Return every line in the listing below that contains the word "locate".

# Start of Dataset rows

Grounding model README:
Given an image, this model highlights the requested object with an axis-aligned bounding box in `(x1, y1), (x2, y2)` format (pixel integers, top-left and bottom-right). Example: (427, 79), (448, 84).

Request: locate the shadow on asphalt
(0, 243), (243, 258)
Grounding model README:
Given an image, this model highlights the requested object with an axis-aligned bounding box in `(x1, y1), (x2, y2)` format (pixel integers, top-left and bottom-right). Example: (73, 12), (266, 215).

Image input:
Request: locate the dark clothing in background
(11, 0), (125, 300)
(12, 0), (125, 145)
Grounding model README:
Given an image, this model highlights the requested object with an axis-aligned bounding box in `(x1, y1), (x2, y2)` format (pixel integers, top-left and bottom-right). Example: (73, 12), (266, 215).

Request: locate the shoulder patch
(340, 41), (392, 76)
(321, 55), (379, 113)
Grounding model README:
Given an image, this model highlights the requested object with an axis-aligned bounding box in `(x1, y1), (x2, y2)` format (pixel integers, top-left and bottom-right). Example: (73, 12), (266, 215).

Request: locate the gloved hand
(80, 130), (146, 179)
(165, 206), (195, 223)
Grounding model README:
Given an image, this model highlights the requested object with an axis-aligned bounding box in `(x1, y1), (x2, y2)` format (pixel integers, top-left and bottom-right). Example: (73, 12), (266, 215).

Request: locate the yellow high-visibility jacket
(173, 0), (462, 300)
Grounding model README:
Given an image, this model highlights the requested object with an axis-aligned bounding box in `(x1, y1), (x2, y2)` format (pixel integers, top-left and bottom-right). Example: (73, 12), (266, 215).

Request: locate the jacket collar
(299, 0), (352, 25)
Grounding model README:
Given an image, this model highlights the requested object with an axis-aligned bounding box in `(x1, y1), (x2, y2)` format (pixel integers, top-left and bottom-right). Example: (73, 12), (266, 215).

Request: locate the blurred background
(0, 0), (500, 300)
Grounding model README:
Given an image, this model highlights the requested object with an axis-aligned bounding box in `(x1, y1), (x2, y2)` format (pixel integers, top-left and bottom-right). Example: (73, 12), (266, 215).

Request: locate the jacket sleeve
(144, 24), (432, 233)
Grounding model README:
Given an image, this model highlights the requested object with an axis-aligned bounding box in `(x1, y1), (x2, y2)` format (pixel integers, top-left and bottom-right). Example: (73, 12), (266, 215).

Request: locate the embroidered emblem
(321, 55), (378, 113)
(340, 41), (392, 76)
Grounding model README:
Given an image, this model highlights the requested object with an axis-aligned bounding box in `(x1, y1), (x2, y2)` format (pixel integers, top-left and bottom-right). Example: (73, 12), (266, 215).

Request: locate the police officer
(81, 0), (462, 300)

# End of Dataset rows

* **In response**
Request: locate the shadow on asphalt
Request: locate the dark clothing in background
Request: locate the shoulder patch
Request: locate the gloved hand
Request: locate the yellow high-visibility jacket
Request: locate the jacket collar
Request: locate the blurred background
Request: locate the jacket sleeve
Request: locate the embroidered emblem
Request: locate the police officer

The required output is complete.